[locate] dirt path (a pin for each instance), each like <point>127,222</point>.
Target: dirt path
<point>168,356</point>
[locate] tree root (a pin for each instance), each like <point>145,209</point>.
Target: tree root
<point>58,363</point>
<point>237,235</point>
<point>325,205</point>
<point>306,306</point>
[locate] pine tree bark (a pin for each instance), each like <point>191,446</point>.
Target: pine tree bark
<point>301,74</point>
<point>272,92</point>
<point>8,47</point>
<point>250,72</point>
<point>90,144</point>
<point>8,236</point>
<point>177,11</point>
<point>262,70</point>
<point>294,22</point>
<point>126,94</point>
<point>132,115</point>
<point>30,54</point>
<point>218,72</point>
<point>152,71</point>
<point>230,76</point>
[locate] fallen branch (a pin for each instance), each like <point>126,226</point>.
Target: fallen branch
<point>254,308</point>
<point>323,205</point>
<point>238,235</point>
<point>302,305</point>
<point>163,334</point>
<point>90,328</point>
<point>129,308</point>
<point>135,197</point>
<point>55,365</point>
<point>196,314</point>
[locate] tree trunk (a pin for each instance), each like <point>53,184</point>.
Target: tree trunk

######

## EXERCISE REQUIREMENTS
Can you output every line in the rows above as a numbered list, leaving out any blank lines?

## TASK OUTPUT
1. [locate] dirt path (a pin for each instance), each like <point>127,222</point>.
2. Target: dirt path
3. <point>168,356</point>
4. [locate] tree root (a pin for each instance), each like <point>145,209</point>.
5. Target: tree root
6. <point>58,363</point>
7. <point>237,235</point>
8. <point>325,205</point>
9. <point>306,306</point>
10. [locate] pine tree bark (a pin for each instance), each like <point>191,446</point>.
11. Target: pine tree bark
12. <point>301,74</point>
13. <point>272,92</point>
14. <point>8,47</point>
15. <point>250,72</point>
16. <point>90,144</point>
17. <point>8,236</point>
18. <point>177,11</point>
19. <point>262,70</point>
20. <point>294,22</point>
21. <point>126,94</point>
22. <point>132,115</point>
23. <point>30,54</point>
24. <point>218,72</point>
25. <point>152,71</point>
26. <point>230,76</point>
27. [locate] fallen branch (a pin for each instance), each like <point>126,226</point>.
28. Target: fallen branch
29. <point>254,308</point>
30. <point>323,205</point>
31. <point>238,235</point>
32. <point>302,305</point>
33. <point>163,334</point>
34. <point>90,328</point>
35. <point>129,308</point>
36. <point>135,197</point>
37. <point>55,365</point>
38. <point>196,314</point>
39. [locate] tree trunk (a pin for each instance), each like <point>53,184</point>.
40. Target: tree trunk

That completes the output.